Task brief: All entries below must be written out verbatim, and the images must be dropped.

Input for this task:
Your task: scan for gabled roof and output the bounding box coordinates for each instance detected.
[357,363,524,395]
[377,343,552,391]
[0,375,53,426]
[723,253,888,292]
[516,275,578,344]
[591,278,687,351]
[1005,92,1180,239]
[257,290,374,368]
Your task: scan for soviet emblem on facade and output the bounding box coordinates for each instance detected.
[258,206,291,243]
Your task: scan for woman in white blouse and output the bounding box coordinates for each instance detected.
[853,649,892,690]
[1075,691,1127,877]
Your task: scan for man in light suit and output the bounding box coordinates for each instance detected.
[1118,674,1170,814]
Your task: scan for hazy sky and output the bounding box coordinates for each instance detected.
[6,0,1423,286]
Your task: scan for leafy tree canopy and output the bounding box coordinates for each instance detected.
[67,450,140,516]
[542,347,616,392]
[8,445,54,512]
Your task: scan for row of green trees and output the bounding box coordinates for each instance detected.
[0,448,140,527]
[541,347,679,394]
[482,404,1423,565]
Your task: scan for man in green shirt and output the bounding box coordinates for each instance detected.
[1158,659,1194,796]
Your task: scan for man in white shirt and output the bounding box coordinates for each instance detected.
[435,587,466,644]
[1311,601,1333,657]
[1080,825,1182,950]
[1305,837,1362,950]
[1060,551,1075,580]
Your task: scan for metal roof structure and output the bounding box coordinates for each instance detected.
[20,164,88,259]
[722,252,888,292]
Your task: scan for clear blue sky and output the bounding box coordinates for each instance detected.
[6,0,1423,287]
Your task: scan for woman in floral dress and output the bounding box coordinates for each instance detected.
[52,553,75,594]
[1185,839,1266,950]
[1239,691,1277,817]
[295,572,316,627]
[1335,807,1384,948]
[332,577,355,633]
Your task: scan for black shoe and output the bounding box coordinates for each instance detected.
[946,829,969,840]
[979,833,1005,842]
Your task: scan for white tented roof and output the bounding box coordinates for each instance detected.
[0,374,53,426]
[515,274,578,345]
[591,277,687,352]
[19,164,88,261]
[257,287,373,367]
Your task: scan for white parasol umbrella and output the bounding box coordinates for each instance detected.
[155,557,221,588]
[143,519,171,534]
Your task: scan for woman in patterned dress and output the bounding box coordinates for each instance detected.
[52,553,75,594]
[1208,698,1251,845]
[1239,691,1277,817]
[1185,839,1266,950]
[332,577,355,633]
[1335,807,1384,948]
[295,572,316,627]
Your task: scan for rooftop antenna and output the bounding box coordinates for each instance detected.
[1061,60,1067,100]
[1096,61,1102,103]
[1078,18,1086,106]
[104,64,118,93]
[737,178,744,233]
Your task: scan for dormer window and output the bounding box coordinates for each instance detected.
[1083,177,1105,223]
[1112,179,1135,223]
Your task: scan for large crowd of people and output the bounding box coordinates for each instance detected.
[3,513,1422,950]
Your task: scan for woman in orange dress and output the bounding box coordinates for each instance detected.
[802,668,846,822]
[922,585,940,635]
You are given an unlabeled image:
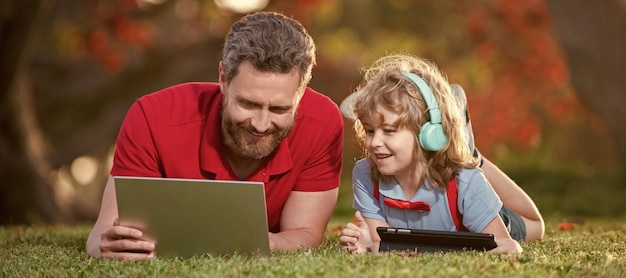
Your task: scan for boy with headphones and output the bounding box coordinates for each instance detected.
[338,54,542,254]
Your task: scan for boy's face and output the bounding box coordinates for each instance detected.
[220,61,301,159]
[362,108,419,177]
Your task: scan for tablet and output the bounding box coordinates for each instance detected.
[376,227,497,253]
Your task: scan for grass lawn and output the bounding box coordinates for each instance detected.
[1,215,625,277]
[2,166,625,277]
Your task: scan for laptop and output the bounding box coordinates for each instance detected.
[114,176,271,258]
[377,227,497,253]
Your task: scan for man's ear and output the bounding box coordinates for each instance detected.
[218,61,226,93]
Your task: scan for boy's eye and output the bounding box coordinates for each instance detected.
[383,129,395,133]
[364,129,374,135]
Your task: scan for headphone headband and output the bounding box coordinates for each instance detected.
[401,71,447,151]
[400,72,441,124]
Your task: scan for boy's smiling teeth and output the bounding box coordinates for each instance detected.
[376,154,392,159]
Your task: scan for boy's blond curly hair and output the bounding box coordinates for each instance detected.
[352,54,480,189]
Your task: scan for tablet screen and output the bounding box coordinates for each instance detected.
[376,227,497,253]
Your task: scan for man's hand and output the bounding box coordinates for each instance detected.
[98,219,156,260]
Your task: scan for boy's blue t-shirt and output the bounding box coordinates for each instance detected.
[352,159,503,233]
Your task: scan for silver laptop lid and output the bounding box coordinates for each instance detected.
[114,176,270,258]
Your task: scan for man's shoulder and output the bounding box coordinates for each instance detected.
[139,82,219,103]
[135,82,221,126]
[298,87,342,123]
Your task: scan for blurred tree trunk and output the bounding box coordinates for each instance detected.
[0,0,224,225]
[0,0,69,224]
[546,0,626,170]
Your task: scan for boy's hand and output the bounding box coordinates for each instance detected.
[489,237,523,254]
[339,211,372,254]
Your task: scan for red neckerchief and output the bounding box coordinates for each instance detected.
[383,198,431,212]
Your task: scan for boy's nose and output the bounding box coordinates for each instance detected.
[369,132,384,147]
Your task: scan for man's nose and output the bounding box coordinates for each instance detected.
[250,110,271,134]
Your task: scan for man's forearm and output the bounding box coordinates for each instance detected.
[86,226,107,258]
[268,228,323,251]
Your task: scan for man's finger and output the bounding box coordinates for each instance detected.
[101,250,155,261]
[101,237,155,255]
[103,226,143,240]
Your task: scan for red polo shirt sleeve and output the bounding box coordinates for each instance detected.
[111,98,163,177]
[289,90,344,192]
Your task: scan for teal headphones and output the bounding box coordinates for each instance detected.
[400,72,447,151]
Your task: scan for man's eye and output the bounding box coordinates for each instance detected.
[270,107,291,114]
[240,101,257,108]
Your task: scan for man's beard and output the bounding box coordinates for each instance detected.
[222,114,293,160]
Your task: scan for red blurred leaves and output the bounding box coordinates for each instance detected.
[102,50,125,73]
[546,97,581,124]
[473,41,497,63]
[517,120,541,147]
[111,16,152,50]
[88,28,110,54]
[463,0,578,154]
[558,222,575,231]
[466,10,488,37]
[65,0,585,153]
[85,0,154,74]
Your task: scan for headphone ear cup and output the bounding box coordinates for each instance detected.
[419,122,447,151]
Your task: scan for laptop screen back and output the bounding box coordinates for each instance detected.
[114,176,270,258]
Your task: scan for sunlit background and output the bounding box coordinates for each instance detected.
[2,0,624,224]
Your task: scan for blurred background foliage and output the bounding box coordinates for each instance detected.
[1,0,624,225]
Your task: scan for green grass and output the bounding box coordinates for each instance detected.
[2,164,626,277]
[1,217,625,277]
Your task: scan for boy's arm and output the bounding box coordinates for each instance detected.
[481,158,545,241]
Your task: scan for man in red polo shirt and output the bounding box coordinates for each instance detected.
[86,11,343,260]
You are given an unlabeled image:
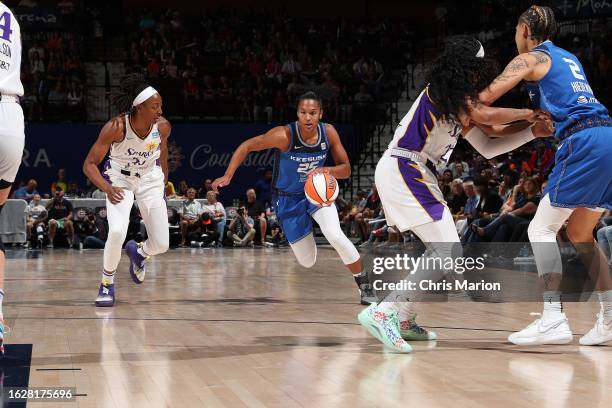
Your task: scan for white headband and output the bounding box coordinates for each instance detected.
[476,41,485,58]
[132,86,158,106]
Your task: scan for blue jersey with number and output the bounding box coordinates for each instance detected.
[272,122,329,194]
[532,40,609,138]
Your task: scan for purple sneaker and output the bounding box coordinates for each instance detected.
[126,240,147,284]
[95,283,115,307]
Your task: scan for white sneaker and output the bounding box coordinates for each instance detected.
[579,313,612,346]
[508,313,573,345]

Result:
Your task: scan for gabled roof and output the bounding box coordinates for each instance detected.
[357,363,524,395]
[377,343,552,391]
[0,375,53,426]
[723,253,888,292]
[516,275,578,344]
[591,278,687,351]
[1005,92,1180,239]
[257,290,374,368]
Your task: scan for soviet emblem on facade and output the bounding box coordinates for each instance detected.
[258,206,291,243]
Your task: scan for woman in white blouse and output the bounding box coordinates for each instance detected.
[853,649,892,690]
[1075,691,1127,877]
Your task: scan for man in light suit and output the bounding box coordinates for each instance detected.
[1118,674,1170,814]
Your task: scan for hazy sky and output the bounding box coordinates for each instance detected.
[6,0,1423,286]
Your task: scan for leafy tree canopy and output the bounding box coordinates for each instance detected.
[67,450,140,516]
[542,347,616,392]
[8,445,54,512]
Your task: scan for row of green trees and output the bounding box coordinates for each instance detected.
[0,448,140,527]
[541,347,679,394]
[482,404,1423,565]
Your task: scan for man in green shirt and output the bounding box coordinates for each instance detected.
[1158,659,1194,796]
Your task: scan for man in white shirt and output the bounding box coordinates for each instance detected.
[435,587,466,644]
[1311,601,1333,657]
[1080,825,1182,950]
[1305,837,1362,950]
[1060,551,1075,580]
Your task: scan for metal roof structure and output the bounding box coordinates for each instance detected.
[20,164,88,259]
[722,252,888,292]
Your task: scan for clear blue sky and output the bounding box coordinates for each instance detected.
[6,0,1423,287]
Your task: scan for woman in floral dress and output the bounding box coordinates for each instance detected.
[52,553,75,594]
[1185,839,1266,950]
[1239,691,1277,817]
[295,572,316,627]
[1335,807,1384,948]
[332,577,355,633]
Your task: scan for black shoe and output the bounding box coordinates for each instance detected.
[946,829,969,840]
[979,833,1005,842]
Your task: scan for white tented roof and output the bounding box coordinates for each instance detected.
[0,374,53,426]
[515,274,578,345]
[591,277,687,352]
[19,164,88,261]
[257,287,373,367]
Your task: scan for white parasol umbrella and output the bounding box coordinates for each instance detected.
[155,557,221,588]
[143,519,171,534]
Your task: scan for woman in patterned dress and output the bounding box coordinates for each instance detected.
[52,553,75,594]
[1208,698,1251,845]
[1239,691,1277,817]
[1185,839,1266,950]
[332,577,355,633]
[1335,807,1384,948]
[295,572,316,627]
Your task: scan for rooftop antenna and output the bounding box coordinates for each instance detected.
[1061,60,1067,100]
[1096,61,1102,103]
[1078,18,1086,106]
[104,64,118,93]
[737,178,744,233]
Your task: scan for dormer window and output the bounding box coordinates for each instance detected.
[1083,177,1105,223]
[1112,179,1135,223]
Your task: scan for large crowd of people and output the bounding box coordinates for each instance detected.
[3,513,1422,950]
Your task: scan for woman in orange dress and output the bounding box coordinates for each instance detected.
[802,668,846,822]
[922,585,940,635]
You are given an unlabeled image:
Your task: scan for boy with headphones and output the bounding box coordinates for each instance detected.
[338,54,542,254]
Your task: scan for boy's face and output the bounding box coordinates for each instance detected.
[220,61,301,159]
[362,108,419,177]
Your task: scan for tablet and output the bounding box coordinates for each instance detected.
[376,227,497,253]
Your task: scan for grass lawn and output the bounding box coordinates for each instance detected.
[1,215,625,277]
[2,166,625,277]
Your task: scan for laptop and output the bounding box coordinates for each instance detected.
[114,176,271,258]
[377,227,497,253]
Your task: scan for man's ear and output the bounding box coordinates for each instance detected.
[218,61,226,93]
Your task: scan for boy's eye and output the bounding box coordinates for each instance detected.
[383,129,395,133]
[364,129,374,135]
Your task: scan for headphone headband and output the bounding box coordinates for each instance detected.
[401,71,447,151]
[400,72,441,124]
Your task: scan for boy's smiling teeth and output the bounding box coordinates for each instance detected.
[376,154,392,159]
Your task: scan for boy's blond curly hair and output the bounding box coordinates for each instance detected.
[352,54,480,189]
Your task: scan for tablet screen and output the bounding box coordinates for each instance detected.
[376,227,497,253]
Your task: scan for man's hand and output the bounding box coordinates for each instance detected.
[98,219,156,260]
Your task: scan for boy's blue t-shirt and output the bounding box coordinates for each instance detected.
[352,159,503,233]
Your task: scan for silver laptop lid and output the bounding box coordinates for each instance detected.
[114,176,270,258]
Your task: scan for man's shoulder and output the bounding box coordinates for each instance detected.
[139,82,219,103]
[135,82,221,126]
[298,87,342,123]
Your task: scan for blurred tree trunk and output the bounding box coordinates for each instance detected.
[0,0,224,225]
[0,0,69,224]
[546,0,626,170]
Your task: scan for boy's hand and output the bounding box coordinates for each instance detected.
[489,237,523,254]
[339,211,372,254]
Your task: scan for red neckerchief and output the bounding box coordinates for each instance detected.
[383,198,431,212]
Your task: scan for boy's nose and output the bounding box coordinates for each instance detected.
[369,132,384,147]
Your task: scan for man's nose and output the bounding box coordinates for each instance detected.
[250,110,271,134]
Your task: scan for man's forearm and output the bounding box coordinates for each instance detected.
[86,226,107,258]
[268,228,323,251]
Your task: scan for man's finger and output the bounding box coordinates for each instance detected.
[101,250,155,261]
[101,237,155,255]
[103,226,143,240]
Your task: scan for red polo shirt sleeve and output the bounding box coordinates for each instance detected.
[111,98,163,177]
[289,90,344,192]
Your task: scan for teal headphones and output the bounding box coordinates for each instance detected.
[400,72,447,151]
Your task: scan for man's eye and output the bounding box coordinates for each instance detected.
[270,107,291,114]
[240,101,257,108]
Your task: scan for man's beard and output the bounding box coordinates for each instance detected.
[222,114,293,160]
Your task: scan for red blurred leaves and output the bounding box coordinates for each instance detected.
[102,50,125,73]
[546,97,581,124]
[473,41,497,63]
[517,120,541,147]
[111,16,152,50]
[88,28,110,54]
[463,0,578,154]
[558,222,575,231]
[466,10,488,37]
[65,0,585,153]
[85,0,154,74]
Your task: scan for headphone ear cup and output the bounding box coordinates for each instance detected.
[419,122,447,151]
Your task: scan for laptop screen back and output the bounding box coordinates for each instance detected.
[114,176,270,258]
Your task: scan for sunlit background and output the bounding box coordinates for each instance detected.
[2,0,624,224]
Your task: scan for blurred background foliage and output the bounding box coordinates for each instance detected.
[1,0,624,225]
Your task: scan for green grass and output the bounding box coordinates for each instance detected.
[2,164,626,277]
[1,217,625,277]
Your task: scan for boy's arm and output the bounding box coordinates for each instance detected.
[481,158,545,241]
Your task: scan for man in red polo shirt and output the bounding box coordinates for each instance detected.
[86,11,343,260]
You are given an unlabeled image:
Your task: scan for white headband and output the bounding box coordinates for each instance detected.
[476,41,485,58]
[132,86,158,106]
Your task: scan for blue jersey with number and output the bounding box coordinates for each instance detected.
[272,122,329,194]
[532,40,609,138]
Your task: scan for purple sneaker and output the bounding box coordinates for each instance detected.
[126,240,147,284]
[95,283,115,307]
Your task: scan for white sneaker and output the bounding box coordinates for each instance detected.
[579,313,612,346]
[508,313,573,345]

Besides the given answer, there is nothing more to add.